## Task statement:
Pick out every line of the material below that contains the string "white", matching case exactly.

◆ ◆ ◆

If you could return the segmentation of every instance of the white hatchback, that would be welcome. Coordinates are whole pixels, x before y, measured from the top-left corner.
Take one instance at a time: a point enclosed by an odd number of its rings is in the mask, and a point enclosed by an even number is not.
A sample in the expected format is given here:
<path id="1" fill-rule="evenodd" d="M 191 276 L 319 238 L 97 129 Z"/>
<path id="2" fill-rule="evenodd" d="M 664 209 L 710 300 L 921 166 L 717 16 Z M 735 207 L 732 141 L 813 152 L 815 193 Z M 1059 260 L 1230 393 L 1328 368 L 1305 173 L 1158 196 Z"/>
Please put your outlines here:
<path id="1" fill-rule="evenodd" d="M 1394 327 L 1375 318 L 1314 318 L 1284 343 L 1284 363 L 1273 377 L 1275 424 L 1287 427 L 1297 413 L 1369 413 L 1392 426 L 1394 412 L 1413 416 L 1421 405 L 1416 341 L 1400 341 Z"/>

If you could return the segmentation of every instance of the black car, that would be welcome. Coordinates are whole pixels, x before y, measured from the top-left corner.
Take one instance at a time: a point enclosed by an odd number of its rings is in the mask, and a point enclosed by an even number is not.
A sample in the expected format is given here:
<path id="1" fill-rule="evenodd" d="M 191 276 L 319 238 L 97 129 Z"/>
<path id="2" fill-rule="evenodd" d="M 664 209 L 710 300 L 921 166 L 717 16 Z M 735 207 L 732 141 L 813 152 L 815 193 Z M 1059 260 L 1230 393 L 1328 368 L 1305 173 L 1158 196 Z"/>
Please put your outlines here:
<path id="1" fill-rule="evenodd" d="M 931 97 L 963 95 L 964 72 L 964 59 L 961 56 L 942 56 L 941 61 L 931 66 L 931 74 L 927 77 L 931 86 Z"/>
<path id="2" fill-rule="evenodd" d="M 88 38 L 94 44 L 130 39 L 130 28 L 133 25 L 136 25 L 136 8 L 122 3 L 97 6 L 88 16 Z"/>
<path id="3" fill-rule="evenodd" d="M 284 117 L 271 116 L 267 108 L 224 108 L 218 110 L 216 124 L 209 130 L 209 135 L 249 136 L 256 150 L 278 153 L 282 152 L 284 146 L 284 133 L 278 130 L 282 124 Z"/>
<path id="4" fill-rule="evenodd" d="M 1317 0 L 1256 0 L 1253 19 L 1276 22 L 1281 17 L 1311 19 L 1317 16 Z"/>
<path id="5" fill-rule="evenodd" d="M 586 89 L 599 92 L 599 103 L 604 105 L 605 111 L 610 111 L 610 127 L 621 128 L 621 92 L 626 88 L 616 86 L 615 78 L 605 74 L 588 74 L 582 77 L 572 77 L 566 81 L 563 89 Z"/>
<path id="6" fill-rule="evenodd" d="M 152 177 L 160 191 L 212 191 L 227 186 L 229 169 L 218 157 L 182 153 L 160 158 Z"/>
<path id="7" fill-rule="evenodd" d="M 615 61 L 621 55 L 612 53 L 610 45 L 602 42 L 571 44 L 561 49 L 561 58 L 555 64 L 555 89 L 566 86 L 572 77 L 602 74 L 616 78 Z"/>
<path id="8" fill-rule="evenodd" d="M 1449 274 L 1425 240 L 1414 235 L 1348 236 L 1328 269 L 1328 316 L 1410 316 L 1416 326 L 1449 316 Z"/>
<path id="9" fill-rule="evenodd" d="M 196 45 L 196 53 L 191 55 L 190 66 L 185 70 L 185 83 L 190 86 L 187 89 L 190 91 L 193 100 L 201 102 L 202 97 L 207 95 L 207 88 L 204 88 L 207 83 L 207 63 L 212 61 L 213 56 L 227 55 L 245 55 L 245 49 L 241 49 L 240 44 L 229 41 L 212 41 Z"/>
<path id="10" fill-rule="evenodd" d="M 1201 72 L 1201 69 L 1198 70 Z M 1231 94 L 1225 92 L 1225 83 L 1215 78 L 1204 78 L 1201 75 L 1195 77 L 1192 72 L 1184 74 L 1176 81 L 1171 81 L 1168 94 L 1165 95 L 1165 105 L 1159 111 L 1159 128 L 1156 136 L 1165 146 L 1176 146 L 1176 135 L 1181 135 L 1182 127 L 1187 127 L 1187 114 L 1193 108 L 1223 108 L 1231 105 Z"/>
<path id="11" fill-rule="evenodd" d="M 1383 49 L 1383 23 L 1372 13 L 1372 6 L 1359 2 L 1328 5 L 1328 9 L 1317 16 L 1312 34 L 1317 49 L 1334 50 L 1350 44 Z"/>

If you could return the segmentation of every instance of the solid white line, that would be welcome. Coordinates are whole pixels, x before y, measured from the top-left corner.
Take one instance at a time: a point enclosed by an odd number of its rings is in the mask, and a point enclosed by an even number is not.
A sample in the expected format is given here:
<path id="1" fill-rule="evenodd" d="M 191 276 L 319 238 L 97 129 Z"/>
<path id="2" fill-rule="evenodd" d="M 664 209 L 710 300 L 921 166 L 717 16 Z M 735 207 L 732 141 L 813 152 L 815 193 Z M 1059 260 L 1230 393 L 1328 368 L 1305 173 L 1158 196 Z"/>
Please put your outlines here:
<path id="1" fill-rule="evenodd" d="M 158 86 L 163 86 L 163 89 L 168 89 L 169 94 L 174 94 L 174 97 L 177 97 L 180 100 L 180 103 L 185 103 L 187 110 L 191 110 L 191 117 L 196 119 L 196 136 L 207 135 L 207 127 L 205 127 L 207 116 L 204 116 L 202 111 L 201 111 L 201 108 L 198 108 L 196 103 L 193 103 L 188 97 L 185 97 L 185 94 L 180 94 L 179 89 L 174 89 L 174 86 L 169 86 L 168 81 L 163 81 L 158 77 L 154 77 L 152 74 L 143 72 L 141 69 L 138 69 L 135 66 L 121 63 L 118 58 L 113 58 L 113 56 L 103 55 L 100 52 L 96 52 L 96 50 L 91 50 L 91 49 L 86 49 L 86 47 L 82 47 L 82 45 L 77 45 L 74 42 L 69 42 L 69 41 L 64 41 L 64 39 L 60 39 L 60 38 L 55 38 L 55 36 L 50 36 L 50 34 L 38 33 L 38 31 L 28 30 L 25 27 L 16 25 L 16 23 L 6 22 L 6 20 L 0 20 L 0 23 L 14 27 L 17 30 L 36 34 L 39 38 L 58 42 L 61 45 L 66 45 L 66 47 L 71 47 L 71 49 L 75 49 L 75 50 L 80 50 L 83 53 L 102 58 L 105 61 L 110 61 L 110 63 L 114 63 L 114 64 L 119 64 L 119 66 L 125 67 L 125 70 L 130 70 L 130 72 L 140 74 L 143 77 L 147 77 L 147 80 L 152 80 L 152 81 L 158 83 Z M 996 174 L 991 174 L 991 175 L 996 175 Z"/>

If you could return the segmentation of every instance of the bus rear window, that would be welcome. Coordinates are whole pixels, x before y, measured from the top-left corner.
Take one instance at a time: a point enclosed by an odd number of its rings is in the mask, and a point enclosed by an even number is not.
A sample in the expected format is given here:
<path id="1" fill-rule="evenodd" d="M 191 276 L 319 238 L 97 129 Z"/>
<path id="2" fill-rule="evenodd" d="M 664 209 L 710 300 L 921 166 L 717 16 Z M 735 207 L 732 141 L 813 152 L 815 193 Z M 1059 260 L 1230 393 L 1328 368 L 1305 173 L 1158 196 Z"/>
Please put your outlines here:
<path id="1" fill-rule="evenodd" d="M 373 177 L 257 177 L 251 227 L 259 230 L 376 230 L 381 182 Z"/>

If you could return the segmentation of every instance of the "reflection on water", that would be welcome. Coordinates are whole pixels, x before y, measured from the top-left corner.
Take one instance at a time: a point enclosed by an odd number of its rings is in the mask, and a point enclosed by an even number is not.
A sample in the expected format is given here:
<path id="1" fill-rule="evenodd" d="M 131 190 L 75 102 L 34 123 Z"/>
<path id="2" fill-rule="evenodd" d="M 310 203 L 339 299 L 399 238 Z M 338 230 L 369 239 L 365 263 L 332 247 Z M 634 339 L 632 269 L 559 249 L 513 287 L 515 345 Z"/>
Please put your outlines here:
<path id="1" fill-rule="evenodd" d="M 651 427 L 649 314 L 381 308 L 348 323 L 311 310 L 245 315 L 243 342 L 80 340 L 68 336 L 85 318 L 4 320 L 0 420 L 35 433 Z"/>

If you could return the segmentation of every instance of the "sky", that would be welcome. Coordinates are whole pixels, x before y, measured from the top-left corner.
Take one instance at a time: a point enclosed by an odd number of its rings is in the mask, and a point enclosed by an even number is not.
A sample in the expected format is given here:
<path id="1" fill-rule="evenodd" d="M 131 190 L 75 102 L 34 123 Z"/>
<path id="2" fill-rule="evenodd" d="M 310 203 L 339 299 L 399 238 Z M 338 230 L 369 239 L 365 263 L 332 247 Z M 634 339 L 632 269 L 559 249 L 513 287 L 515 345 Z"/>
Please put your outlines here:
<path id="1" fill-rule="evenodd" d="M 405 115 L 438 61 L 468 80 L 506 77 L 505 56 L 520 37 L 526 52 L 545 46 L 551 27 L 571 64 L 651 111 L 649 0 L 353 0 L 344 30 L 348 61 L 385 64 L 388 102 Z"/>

◆ ◆ ◆

## Output for this task:
If you could return the segmentation of every instance of the white hatchback, that would be welcome. Coordinates are whole pixels, x before y, measured from the top-left corner.
If you could return the segmentation of every instance of the solid white line, that would be welcome. Coordinates are whole pixels, x before y, measured from the top-left corner.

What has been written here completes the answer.